▶ _What the exercise asks_: What follows is a block of records; restate each one word for word.

▶ _Given data_:
###

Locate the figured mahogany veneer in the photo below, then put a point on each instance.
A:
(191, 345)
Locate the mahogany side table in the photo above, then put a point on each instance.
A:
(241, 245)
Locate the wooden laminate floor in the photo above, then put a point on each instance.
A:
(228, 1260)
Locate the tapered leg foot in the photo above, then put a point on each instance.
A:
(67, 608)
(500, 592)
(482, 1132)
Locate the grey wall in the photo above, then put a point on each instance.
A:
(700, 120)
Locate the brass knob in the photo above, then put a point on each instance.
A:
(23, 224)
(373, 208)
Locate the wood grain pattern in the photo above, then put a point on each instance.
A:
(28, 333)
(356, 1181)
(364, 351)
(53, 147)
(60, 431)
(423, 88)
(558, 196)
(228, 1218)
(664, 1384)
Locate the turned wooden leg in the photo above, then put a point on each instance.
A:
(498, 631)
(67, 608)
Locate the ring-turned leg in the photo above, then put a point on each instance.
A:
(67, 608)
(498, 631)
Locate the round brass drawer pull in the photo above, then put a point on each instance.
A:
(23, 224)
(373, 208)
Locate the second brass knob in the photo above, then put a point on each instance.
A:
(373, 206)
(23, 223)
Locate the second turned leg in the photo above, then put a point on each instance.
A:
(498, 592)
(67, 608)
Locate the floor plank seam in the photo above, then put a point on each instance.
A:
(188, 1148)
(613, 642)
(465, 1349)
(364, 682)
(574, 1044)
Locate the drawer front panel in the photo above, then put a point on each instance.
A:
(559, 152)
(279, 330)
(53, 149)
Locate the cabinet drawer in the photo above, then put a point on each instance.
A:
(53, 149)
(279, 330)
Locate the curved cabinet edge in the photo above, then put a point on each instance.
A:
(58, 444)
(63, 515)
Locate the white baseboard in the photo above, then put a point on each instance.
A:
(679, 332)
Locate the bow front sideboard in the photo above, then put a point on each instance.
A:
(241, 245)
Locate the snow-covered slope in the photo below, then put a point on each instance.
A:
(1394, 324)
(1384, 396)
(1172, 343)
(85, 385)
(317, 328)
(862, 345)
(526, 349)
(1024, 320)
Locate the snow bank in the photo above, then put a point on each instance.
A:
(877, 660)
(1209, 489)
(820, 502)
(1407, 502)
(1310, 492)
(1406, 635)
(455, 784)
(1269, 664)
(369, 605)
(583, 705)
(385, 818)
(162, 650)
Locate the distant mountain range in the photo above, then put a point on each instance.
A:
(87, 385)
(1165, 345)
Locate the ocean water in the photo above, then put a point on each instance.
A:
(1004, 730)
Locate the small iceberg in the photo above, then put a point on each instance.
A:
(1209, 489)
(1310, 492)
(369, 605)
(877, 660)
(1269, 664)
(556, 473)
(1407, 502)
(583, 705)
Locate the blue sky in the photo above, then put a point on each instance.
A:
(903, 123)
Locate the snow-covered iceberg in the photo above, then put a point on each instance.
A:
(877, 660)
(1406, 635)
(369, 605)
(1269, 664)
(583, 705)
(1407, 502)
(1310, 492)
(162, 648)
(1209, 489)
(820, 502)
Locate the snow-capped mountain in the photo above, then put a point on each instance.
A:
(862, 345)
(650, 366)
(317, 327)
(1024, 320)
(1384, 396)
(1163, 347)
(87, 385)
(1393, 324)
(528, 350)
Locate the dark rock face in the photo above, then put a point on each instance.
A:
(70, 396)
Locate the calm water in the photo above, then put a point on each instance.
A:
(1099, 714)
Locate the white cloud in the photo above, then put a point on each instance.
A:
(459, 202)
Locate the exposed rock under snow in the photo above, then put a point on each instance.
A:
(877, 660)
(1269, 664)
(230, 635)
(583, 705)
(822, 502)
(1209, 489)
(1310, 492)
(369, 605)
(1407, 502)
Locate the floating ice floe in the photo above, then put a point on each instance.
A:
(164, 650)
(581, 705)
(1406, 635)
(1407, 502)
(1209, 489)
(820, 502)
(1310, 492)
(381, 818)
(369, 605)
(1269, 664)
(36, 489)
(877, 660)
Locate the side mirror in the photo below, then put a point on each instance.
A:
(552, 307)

###

▶ _Full answer_:
Locate the figured mahogany veneer in the photo below, then put a point on each instance.
A:
(191, 345)
Locate the mahogany side table in the photo above, then put a point on each instance.
A:
(241, 245)
Locate the wooden laminate floor in the photo above, then put a point on each instance.
A:
(228, 1260)
Locate the tapered leg foot in the photo above, then put a point on each instance.
A:
(67, 608)
(500, 592)
(482, 1132)
Locate the grey wall in the photo above, then put a point on each instance.
A:
(700, 120)
Locate the brass knob in the photo above, then put a point on each instance.
A:
(23, 224)
(373, 208)
Locate the wood grain pattern in the photo above, then put a point on each instance.
A:
(28, 333)
(356, 1181)
(364, 351)
(53, 147)
(60, 431)
(423, 88)
(558, 196)
(228, 1218)
(664, 1384)
Locate the turned wooden leg in the photo above, then put a point on each instance.
A:
(498, 631)
(67, 608)
Locate the ring-turned leg in the photo above, then put a point on each instance.
A:
(67, 608)
(498, 631)
Locate the round brass drawer pull in the photo above, then put a point on each instance.
A:
(23, 224)
(373, 208)
Locate the second brass knob in the photo above, then put a point on each instance.
A:
(373, 206)
(23, 223)
Locate the second turned leg in the photo above, then put a point on each instance.
A:
(498, 592)
(67, 608)
Locate the floor plank seam in the photo above, then put a point on each instance.
A:
(188, 1148)
(613, 642)
(465, 1349)
(364, 682)
(574, 1044)
Locate the drawer front panel in the photo above, then put a point on each instance.
A:
(559, 152)
(279, 330)
(53, 149)
Locate the cabinet drawer in the photo above, then put a point on each instance.
A:
(53, 149)
(279, 330)
Locate the curved cabinet edge in the photo above, then put a point on each instance.
A:
(58, 444)
(63, 515)
Locate the white baseboard in the photo above, then put a point on each instance.
A:
(679, 332)
Locate the bow front sideboard in the photo above, then put a point on each instance.
A:
(241, 245)
Locate the snow-covered slope in the photo below, then put a point on each instance.
A:
(1394, 324)
(1384, 396)
(1172, 343)
(85, 385)
(317, 328)
(862, 345)
(526, 349)
(1024, 320)
Locate the snow bank in the photo above, then put a point on each instance.
A:
(877, 660)
(1209, 489)
(820, 502)
(1407, 502)
(1310, 492)
(1406, 635)
(455, 784)
(1269, 664)
(369, 605)
(583, 705)
(385, 818)
(162, 650)
Locate the distant mountain range in the photo above, then put a point on each instance.
A:
(87, 385)
(1165, 345)
Locate the ocean water in the photo above, then put a point on each instance.
A:
(1004, 730)
Locate the small iceberg in the photo above, then put a point on each instance.
A:
(1209, 489)
(1310, 492)
(369, 605)
(877, 660)
(1269, 664)
(556, 473)
(1407, 502)
(583, 705)
Locate the blue sky in the photo above, then put a point on each instance.
A:
(903, 123)
Locate the snow-covered iceberg in the photo above, then put a point on each instance.
A:
(877, 660)
(1406, 635)
(369, 605)
(1269, 664)
(583, 705)
(1407, 502)
(1310, 492)
(162, 648)
(1209, 489)
(820, 502)
Locate the snow-capped mountain in the photo above, then put a point on each instance.
A:
(862, 345)
(650, 366)
(317, 327)
(1024, 320)
(1384, 396)
(1163, 347)
(87, 385)
(1393, 324)
(528, 350)
Locate the dark rock face in the photo above, then put a point on each instance.
A:
(70, 396)
Locate the calm water in the photo above, then put a point on each instance.
A:
(1099, 714)
Locate the white cloud in the photo above, then put a point on each instance.
A:
(459, 202)
Locate the exposed rock under snow in the photo above, then put a point on each instance.
A:
(877, 660)
(1269, 664)
(230, 635)
(583, 705)
(822, 502)
(1209, 489)
(1310, 492)
(369, 605)
(1407, 502)
Locate the floating ice floe in the photo above, then put a point on each instance.
A:
(164, 650)
(581, 705)
(1406, 635)
(1407, 502)
(1209, 489)
(820, 502)
(1310, 492)
(381, 818)
(369, 605)
(1269, 664)
(36, 489)
(877, 660)
Locate the side mirror in the photo below, then put a point on each instance.
A:
(552, 307)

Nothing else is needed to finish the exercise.